Text shown |
_ _ _ _ _ _ _

In a way, the Rio Earth Summit provided a somber reminder of the apocalyptic predictions about the future of our fragile planet, which propelled the coming together of more than 100 heads of States or governments and representatives of 176 countries, in addition to thousands of non-governmental organizations and environmental activists on the global level ((Bharat, Supra note 1, at 31.)).

The Emergence of Kyoto Protocol (1997)

The Kyoto Protocol was adopted in Kyoto, Japan, on 11 December 1997 and entered into force on 16 February 2005 ((The full terms are available at: unfccc.int/resource/docs/convkp/kpeng.pdf.)). It is an international agreement linked to the United Nations Framework Convention on Climate Change, which commits its Parties by setting internationally binding emission reduction targets ((Kyoto Protocol, UNFCC, http://unfccc.int/kyoto_protocol/items/2830.php.)). Recognizing that developed countries are principally responsible for the current high levels of GHG emissions in the atmosphere as a result of more than 150 years of industrial activity, the Protocol places a heavier burden on developed nations under the principle of “common but differentiated responsibilities ((Id.)).” The ultimate objective of the UNFCCC is the “stabilization of greenhouse gas concentrations in the atmosphere at a level that would stop dangerous anthropogenic interference with the climate system ((Article 2, The United Nations Framework Convention on Climate Change: “Such a level should be achieved within a time-frame sufficient to allow ecosystems to adapt naturally to climate change, to ensure that food production is not threatened and to enable economic development to proceed in a sustainable manner”.)).” The non-binding protocol broke new ground with three innovative mechanisms—Joint Implementation, the Clean Development Mechanism, and emissions trading a – designed to boost the cost-effectiveness of climate-change mitigation by opening ways for parties to cut emissions.

_ _ _ _ _ _ _

Records supplied |

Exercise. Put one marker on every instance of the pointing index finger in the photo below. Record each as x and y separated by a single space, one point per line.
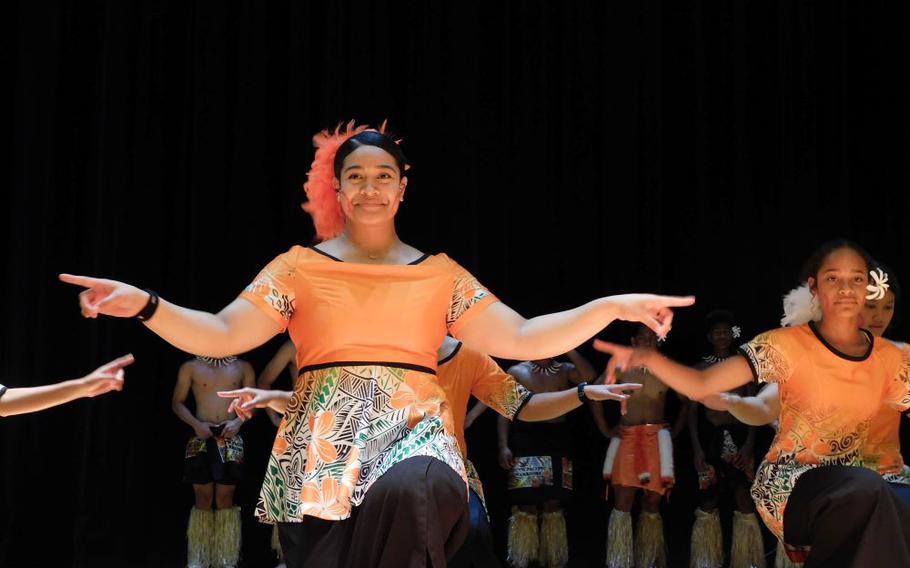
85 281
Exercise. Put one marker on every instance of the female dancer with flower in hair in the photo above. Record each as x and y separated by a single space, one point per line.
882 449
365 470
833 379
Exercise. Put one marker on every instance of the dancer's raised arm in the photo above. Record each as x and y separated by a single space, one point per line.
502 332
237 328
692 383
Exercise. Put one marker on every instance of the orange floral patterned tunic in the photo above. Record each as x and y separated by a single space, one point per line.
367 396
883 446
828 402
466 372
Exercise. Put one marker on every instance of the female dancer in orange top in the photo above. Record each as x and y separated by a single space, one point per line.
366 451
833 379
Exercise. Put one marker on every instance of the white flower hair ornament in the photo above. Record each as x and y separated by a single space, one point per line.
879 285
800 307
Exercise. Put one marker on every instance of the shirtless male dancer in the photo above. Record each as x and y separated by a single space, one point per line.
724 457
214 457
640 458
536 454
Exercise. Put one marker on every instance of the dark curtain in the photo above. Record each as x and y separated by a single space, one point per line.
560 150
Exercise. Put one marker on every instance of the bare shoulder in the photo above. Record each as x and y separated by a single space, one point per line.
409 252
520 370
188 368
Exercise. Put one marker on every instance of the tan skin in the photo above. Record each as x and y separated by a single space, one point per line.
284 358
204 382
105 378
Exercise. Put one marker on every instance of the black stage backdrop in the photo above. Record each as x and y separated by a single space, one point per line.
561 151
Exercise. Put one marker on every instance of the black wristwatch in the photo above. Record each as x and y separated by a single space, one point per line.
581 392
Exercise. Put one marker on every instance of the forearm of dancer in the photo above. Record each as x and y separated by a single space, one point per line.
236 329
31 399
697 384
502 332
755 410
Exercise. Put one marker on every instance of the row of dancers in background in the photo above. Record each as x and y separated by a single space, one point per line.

_ _ _ _ _ _ _

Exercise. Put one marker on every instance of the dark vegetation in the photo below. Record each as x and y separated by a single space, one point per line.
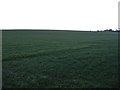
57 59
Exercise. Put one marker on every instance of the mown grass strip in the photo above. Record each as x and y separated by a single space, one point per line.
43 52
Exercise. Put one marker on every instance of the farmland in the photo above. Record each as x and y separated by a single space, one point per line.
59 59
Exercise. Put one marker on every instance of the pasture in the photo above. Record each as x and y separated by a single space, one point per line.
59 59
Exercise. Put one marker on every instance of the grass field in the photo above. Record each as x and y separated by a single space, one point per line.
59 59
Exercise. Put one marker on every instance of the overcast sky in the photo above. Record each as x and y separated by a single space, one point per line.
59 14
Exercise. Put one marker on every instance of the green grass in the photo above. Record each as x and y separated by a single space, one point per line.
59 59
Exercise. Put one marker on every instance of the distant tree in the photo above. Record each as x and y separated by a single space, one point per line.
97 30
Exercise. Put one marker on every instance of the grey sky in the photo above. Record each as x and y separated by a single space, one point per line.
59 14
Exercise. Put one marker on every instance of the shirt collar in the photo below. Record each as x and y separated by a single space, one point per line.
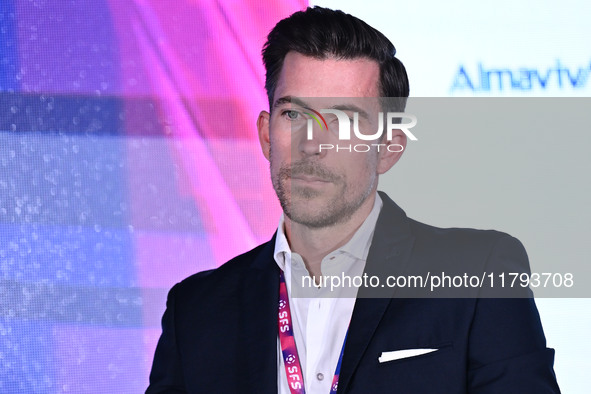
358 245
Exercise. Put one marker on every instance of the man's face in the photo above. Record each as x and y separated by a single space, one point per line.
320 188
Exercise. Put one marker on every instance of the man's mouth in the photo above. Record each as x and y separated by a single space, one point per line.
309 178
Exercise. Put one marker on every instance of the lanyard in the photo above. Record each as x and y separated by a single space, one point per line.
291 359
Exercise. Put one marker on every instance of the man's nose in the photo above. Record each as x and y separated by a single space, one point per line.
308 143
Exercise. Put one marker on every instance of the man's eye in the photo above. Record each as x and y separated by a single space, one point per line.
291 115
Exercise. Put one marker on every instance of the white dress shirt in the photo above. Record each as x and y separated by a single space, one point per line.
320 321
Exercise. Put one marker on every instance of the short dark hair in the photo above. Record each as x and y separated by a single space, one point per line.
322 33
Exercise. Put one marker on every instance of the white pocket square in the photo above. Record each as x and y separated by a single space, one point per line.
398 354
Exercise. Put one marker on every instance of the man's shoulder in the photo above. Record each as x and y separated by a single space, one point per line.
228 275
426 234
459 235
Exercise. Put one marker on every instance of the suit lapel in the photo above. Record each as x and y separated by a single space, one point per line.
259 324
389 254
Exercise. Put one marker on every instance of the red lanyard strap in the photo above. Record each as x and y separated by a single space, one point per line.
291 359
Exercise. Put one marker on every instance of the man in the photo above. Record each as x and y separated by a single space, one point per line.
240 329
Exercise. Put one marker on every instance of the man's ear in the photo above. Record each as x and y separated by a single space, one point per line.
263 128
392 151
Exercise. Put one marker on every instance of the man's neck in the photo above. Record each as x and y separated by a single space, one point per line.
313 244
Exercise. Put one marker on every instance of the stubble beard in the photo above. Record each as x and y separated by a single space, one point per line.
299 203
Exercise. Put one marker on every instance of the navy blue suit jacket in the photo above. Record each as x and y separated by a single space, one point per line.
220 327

_ _ _ _ _ _ _

Assignment A | In the Kyoto Protocol text, list the three conditions that the quoted Article 2 passage says the time-frame for stabilizing greenhouse gas concentrations should be sufficient to meet.
Assignment B | Retype the Kyoto Protocol text from "In a way, the" to "Kyoto Protocol (1997)".

Worked solution A |
- allow ecosystems to adapt naturally to climate change
- ensure that food production is not threatened
- enable economic development to proceed in a sustainable manner

Worked solution B |
In a way, the Rio Earth Summit provided a somber reminder of the apocalyptic predictions about the future of our fragile planet, which propelled the coming together of more than 100 heads of States or governments and representatives of 176 countries, in addition to thousands of non-governmental organizations and environmental activists on the global level ((Bharat, Supra note 1, at 31.)).

The Emergence of Kyoto Protocol (1997)